Texte extrait:
■ ■ ■ ■ ■

Principe des nationalités et risques communautaristes.

La campagne présidentielle aux Etats-Unis prend un tour de moins en moins sympathique pour qui s'intéresse plus aux débats d'idées qu'aux querelles personnelles et aux coups bas : les rumeurs tiennent lieu d'argumentation et les propos douteux des alliés ou des soutiens de l'un ou de l'autre des candidats, surtout dans le camp démocrate, sont parfois reprochés aux prétendants de l'investiture du parti eux-mêmes... Ainsi les propos du pasteur Jeremiah Wright (ancien guide spirituel de Barack Obama) s'en prenant aux Etats-Unis eux-mêmes et légitimant presque les attentats du 11 septembre, qui sont utilisés par le clan Clinton pour gêner l'adversaire d'Hillary.

■ ■ ■ ■ ■

Consigne écrite 1: Recopiez le passage du texte sur la campagne présidentielle américaine compris entre « Principe des nationalités » et « gêner l'adversaire d'Hillary. », ces deux extrémités incluses.
La liste qui suit n'a aucun lien avec le texte sur la campagne présidentielle américaine.

Données fournies:

■ ■ ■ ■ ■

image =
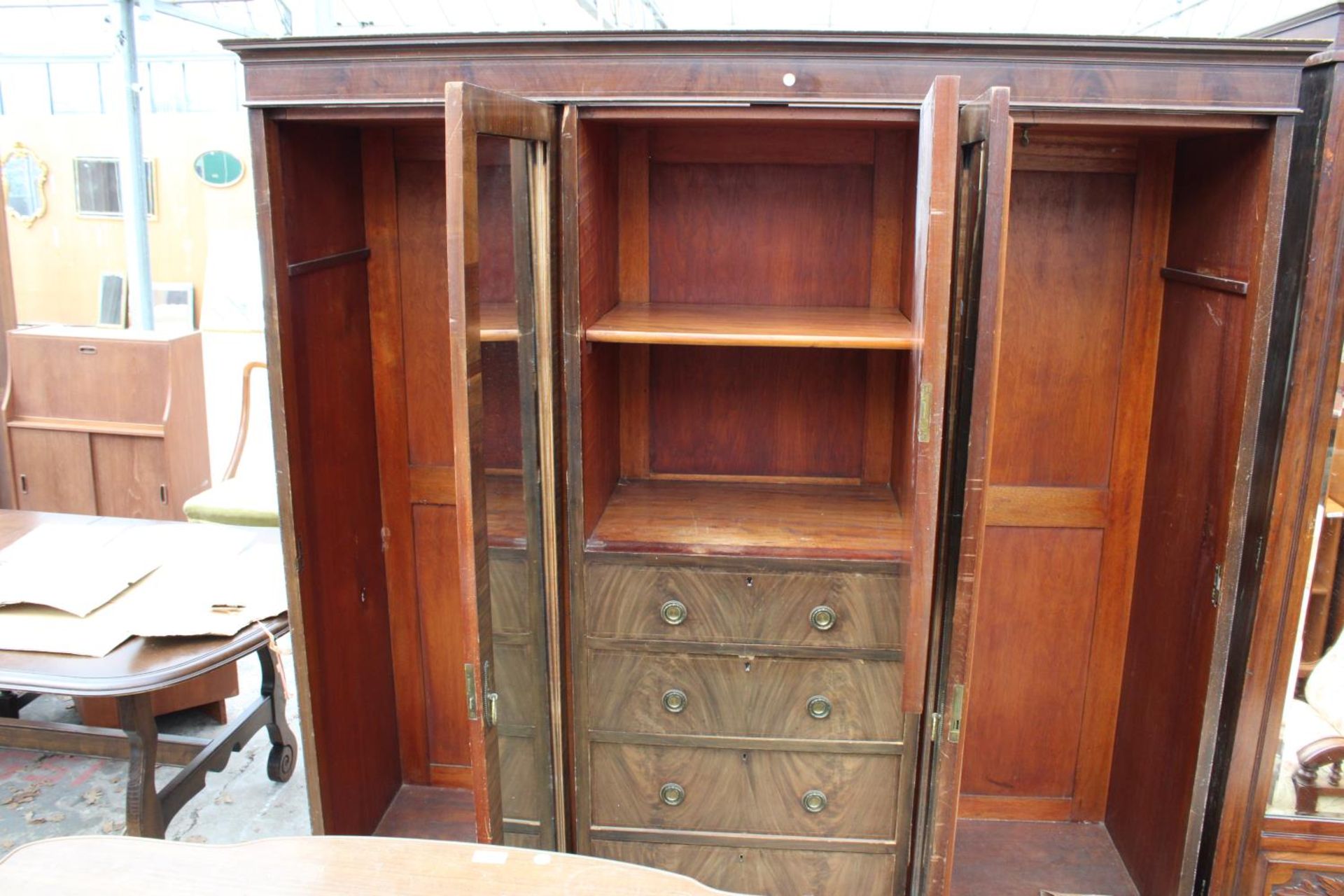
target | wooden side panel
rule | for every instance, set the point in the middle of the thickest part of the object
(52, 470)
(1063, 324)
(1032, 641)
(600, 403)
(1218, 219)
(1081, 309)
(323, 340)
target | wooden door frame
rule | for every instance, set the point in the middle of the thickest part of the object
(1296, 422)
(470, 112)
(981, 234)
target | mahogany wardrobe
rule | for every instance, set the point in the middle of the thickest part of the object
(812, 463)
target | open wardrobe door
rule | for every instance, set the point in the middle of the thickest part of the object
(981, 223)
(499, 301)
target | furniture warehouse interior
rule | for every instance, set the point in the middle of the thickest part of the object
(748, 461)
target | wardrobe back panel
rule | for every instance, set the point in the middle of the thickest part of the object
(1217, 220)
(760, 412)
(1046, 659)
(334, 463)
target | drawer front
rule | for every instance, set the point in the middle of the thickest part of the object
(748, 608)
(762, 871)
(97, 379)
(757, 696)
(758, 792)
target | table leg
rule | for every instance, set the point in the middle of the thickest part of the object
(144, 811)
(280, 766)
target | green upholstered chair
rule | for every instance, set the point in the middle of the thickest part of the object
(238, 500)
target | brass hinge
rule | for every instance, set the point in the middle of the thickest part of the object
(489, 696)
(925, 426)
(958, 697)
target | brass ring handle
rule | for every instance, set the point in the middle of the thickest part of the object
(823, 618)
(673, 613)
(673, 700)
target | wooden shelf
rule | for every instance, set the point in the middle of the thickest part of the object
(746, 519)
(499, 323)
(675, 324)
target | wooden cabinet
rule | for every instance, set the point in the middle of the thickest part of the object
(777, 458)
(106, 422)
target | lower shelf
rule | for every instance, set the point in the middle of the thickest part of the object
(733, 519)
(429, 813)
(1027, 858)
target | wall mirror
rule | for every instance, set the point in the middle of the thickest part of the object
(24, 184)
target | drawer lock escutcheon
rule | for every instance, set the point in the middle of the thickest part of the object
(823, 618)
(673, 613)
(673, 794)
(673, 700)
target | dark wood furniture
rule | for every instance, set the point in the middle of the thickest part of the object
(316, 865)
(131, 676)
(106, 422)
(1254, 849)
(760, 454)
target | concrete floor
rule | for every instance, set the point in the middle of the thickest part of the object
(58, 796)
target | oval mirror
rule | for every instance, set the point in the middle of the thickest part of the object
(219, 168)
(24, 184)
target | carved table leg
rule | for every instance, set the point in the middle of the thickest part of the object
(280, 766)
(144, 811)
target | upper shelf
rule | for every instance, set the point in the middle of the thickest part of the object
(673, 324)
(499, 323)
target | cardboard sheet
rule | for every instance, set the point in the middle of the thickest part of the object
(201, 593)
(77, 568)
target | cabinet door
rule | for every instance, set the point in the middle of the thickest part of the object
(981, 223)
(131, 477)
(500, 312)
(52, 470)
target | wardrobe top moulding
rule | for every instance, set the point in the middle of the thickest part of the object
(406, 73)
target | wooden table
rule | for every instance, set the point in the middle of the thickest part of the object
(323, 865)
(131, 675)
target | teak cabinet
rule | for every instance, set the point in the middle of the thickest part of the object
(106, 422)
(815, 464)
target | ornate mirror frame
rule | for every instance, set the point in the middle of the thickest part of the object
(36, 171)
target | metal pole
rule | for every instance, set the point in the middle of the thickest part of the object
(134, 213)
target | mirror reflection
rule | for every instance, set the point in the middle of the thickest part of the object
(1308, 780)
(24, 184)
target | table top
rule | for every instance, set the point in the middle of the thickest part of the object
(323, 865)
(140, 664)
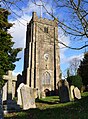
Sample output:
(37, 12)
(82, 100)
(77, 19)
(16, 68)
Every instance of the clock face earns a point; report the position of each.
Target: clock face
(46, 56)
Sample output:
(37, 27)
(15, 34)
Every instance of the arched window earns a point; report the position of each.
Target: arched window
(46, 78)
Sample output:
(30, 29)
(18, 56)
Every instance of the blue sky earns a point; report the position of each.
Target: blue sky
(18, 31)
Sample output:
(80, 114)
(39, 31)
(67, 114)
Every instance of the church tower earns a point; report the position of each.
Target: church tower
(41, 55)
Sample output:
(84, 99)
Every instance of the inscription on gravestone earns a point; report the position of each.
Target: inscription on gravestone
(63, 88)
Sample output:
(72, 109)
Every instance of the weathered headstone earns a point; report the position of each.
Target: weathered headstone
(72, 92)
(4, 95)
(77, 93)
(28, 98)
(10, 79)
(63, 89)
(10, 104)
(1, 106)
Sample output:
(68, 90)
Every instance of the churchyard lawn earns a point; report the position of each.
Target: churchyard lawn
(51, 108)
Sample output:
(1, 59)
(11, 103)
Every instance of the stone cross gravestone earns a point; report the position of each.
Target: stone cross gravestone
(28, 98)
(9, 78)
(77, 93)
(72, 92)
(10, 104)
(63, 89)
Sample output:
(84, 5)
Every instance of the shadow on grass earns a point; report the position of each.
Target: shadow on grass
(71, 110)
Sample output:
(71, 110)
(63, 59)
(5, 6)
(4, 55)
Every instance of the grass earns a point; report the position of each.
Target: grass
(51, 108)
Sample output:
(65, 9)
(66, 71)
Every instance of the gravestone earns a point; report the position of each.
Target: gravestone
(1, 106)
(19, 99)
(10, 105)
(63, 89)
(77, 93)
(28, 98)
(72, 92)
(4, 95)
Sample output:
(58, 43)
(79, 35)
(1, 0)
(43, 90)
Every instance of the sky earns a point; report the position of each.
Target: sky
(18, 31)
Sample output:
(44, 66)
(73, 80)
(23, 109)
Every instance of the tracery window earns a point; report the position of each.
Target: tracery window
(46, 78)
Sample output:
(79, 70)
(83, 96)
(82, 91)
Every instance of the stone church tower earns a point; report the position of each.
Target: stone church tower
(41, 56)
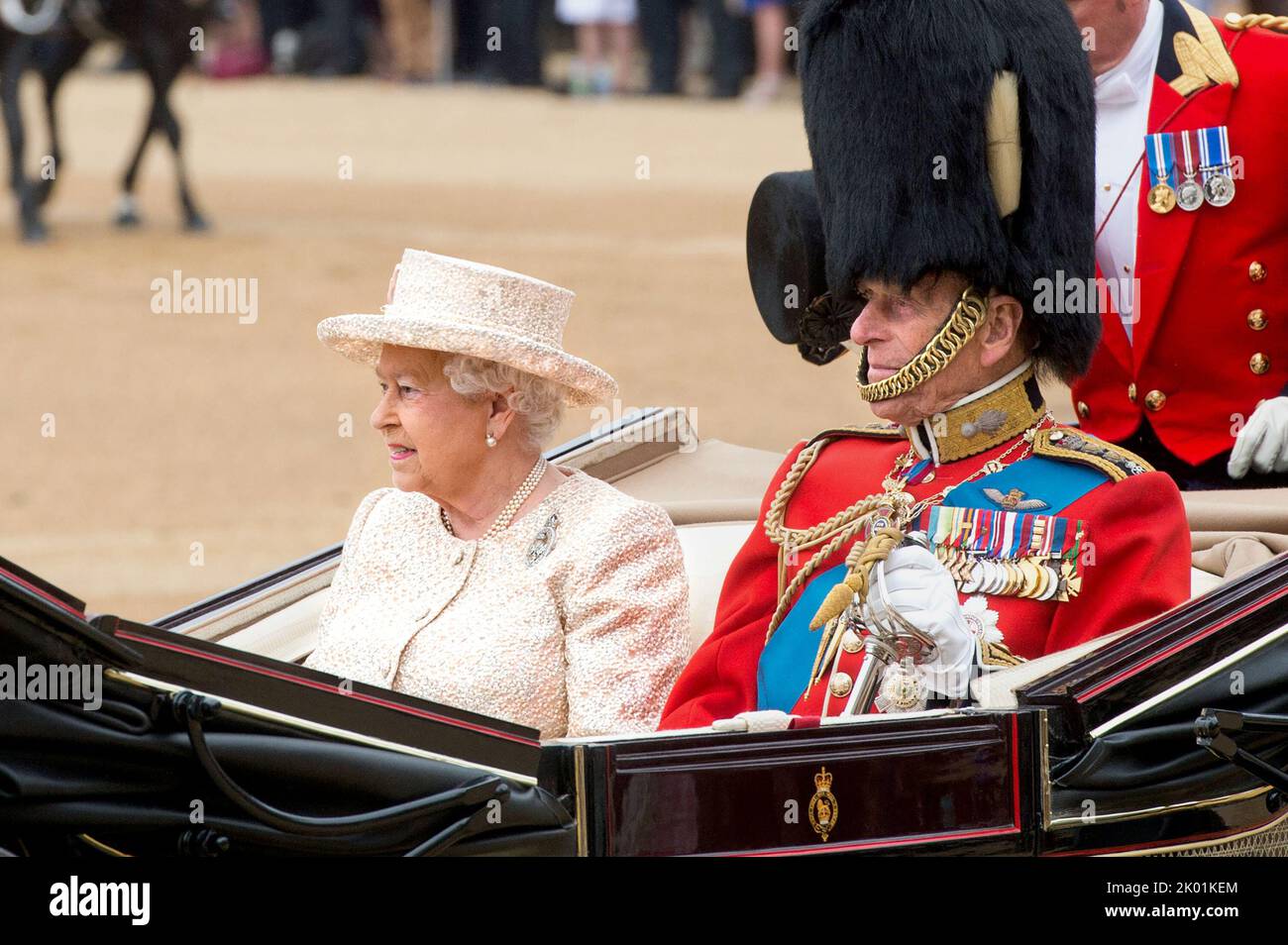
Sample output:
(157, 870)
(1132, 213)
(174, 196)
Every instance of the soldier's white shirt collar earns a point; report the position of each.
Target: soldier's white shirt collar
(1132, 78)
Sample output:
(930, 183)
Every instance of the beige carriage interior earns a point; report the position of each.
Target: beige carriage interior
(712, 492)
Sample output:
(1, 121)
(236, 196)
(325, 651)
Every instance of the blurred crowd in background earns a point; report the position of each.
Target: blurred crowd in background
(717, 48)
(720, 48)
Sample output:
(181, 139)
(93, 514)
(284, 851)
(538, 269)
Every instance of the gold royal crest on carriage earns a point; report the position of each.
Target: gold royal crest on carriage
(823, 807)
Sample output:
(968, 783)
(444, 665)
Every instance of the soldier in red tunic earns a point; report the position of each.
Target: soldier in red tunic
(894, 562)
(1192, 219)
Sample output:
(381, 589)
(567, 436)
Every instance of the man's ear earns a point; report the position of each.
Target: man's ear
(1001, 329)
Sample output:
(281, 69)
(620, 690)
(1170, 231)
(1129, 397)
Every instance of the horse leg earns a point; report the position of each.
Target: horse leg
(127, 213)
(52, 73)
(192, 218)
(11, 73)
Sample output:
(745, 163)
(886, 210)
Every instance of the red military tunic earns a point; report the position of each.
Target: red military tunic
(1134, 525)
(1212, 335)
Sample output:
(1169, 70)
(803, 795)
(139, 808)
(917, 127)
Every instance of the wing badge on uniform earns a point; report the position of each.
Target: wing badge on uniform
(1014, 499)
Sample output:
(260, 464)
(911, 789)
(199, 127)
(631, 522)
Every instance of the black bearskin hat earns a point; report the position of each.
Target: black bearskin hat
(897, 98)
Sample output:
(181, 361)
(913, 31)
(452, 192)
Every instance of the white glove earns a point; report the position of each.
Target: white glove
(764, 720)
(923, 592)
(1262, 443)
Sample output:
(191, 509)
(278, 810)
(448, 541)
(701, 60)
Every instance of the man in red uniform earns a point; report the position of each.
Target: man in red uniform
(893, 562)
(1192, 218)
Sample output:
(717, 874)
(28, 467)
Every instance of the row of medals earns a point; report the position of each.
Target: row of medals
(1024, 577)
(1218, 191)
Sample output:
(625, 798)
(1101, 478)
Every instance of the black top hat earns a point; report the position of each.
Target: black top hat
(900, 95)
(787, 267)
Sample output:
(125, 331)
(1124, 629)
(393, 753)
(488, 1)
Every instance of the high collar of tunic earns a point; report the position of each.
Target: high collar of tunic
(979, 421)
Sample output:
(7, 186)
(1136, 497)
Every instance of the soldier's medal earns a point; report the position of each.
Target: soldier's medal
(1162, 196)
(1052, 583)
(1214, 163)
(1189, 194)
(823, 808)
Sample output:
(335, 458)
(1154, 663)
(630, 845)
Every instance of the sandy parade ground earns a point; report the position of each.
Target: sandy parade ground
(132, 438)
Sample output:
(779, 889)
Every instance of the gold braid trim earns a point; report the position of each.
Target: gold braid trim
(855, 584)
(961, 326)
(859, 562)
(835, 531)
(1247, 21)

■ ■ ■ ■ ■

Consigne écrite 2: Affichez chaque ligne de la liste qui contient la chaîne « white », en respectant la casse.

Réponse 1:
Principe des nationalités et risques communautaristes.

La campagne présidentielle aux Etats-Unis prend un tour de moins en moins sympathique pour qui s'intéresse plus aux débats d'idées qu'aux querelles personnelles et aux coups bas : les rumeurs tiennent lieu d'argumentation et les propos douteux des alliés ou des soutiens de l'un ou de l'autre des candidats, surtout dans le camp démocrate, sont parfois reprochés aux prétendants de l'investiture du parti eux-mêmes... Ainsi les propos du pasteur Jeremiah Wright (ancien guide spirituel de Barack Obama) s'en prenant aux Etats-Unis eux-mêmes et légitimant presque les attentats du 11 septembre, qui sont utilisés par le clan Clinton pour gêner l'adversaire d'Hillary.

Réponse 2:
Every instance of the soldier's white shirt collar earns a point; report the position of each.
Target: soldier's white shirt collar
Every instance of the white glove earns a point; report the position of each.
Target: white glove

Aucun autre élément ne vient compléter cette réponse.